[DAFTAR TUGAS]
1. Tuliskan kembali bagian teks tentang PHK dari "Sudah dua bulan" sampai dengan "diperkirakan tidak membaik.", kedua ujungnya ikut disalin.
2. Tentukan apakah setiap pernyataan berikut sesuai dengan teks tentang PHK. Jawab ya atau tidak, lalu kutip kata-kata dari teks yang menjadi dasarnya.
(a) Syarifudin sudah tujuh tahun bekerja di PT KBA.
(b) PT KBA ditutup dengan alasan yang jelas.
(c) Pada tahun 2006, jumlah PHK menurun dibandingkan tahun 2005.
3. Menurut teks tentang PHK, berapa upah terakhir Syarifudin setiap bulan?

[TEKS YANG DIBERIKAN]
········

Friday, July 27, 2007

Nasib di Balik Angka PHK

Maria Hartiningsih

Dua gajah beradu, entah bercinta, entah bertarung, rumput di bawahnya selalu terinjak-injak. (Peribahasa Swahili)

Sudah dua bulan terakhir ini Syarifudin menganggur setelah tempat kerjanya, PT KBA di kawasan Tangerang, ditutup tanpa alasan jelas. Ia sudah tujuh tahun bekerja di situ dengan upah terakhir Rp 882.500 per bulan, sesuai standar upah minimum kota atau UMK tahun 2007. Ini adalah pemutusan hubungan kerja kelima yang ia alami dalam 15 tahun terakhir.

Data Departemen Tenaga Kerja dan Transmigrasi menunjukkan, pada tahun 2005, misalnya, 2,5 juta orang muda masuk angkatan kerja, sementara kasus PHK di Indonesia mencapai 300.000-400.000 tenaga kerja. Pada tahun 2006, PHK meningkat sekitar 50,2 persen dibandingkan tahun 2005. Situasi tahun 2007 diperkirakan tidak membaik.

········

[BAGIAN DATA]
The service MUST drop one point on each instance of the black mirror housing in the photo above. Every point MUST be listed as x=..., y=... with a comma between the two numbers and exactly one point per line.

········

[JAWABAN TIAP TUGAS]
1.
Sudah dua bulan terakhir ini Syarifudin menganggur setelah tempat kerjanya, PT KBA di kawasan Tangerang, ditutup tanpa alasan jelas. Ia sudah tujuh tahun bekerja di situ dengan upah terakhir Rp 882.500 per bulan, sesuai standar upah minimum kota atau UMK tahun 2007. Ini adalah pemutusan hubungan kerja kelima yang ia alami dalam 15 tahun terakhir.

Data Departemen Tenaga Kerja dan Transmigrasi menunjukkan, pada tahun 2005, misalnya, 2,5 juta orang muda masuk angkatan kerja, sementara kasus PHK di Indonesia mencapai 300.000-400.000 tenaga kerja. Pada tahun 2006, PHK meningkat sekitar 50,2 persen dibandingkan tahun 2005. Situasi tahun 2007 diperkirakan tidak membaik.

2.
(a) Ya: "Ia sudah tujuh tahun bekerja di situ"
(b) Tidak: "ditutup tanpa alasan jelas"
(c) Tidak: "Pada tahun 2006, PHK meningkat sekitar 50,2 persen dibandingkan tahun 2005."

3. Rp 882.500 per bulan.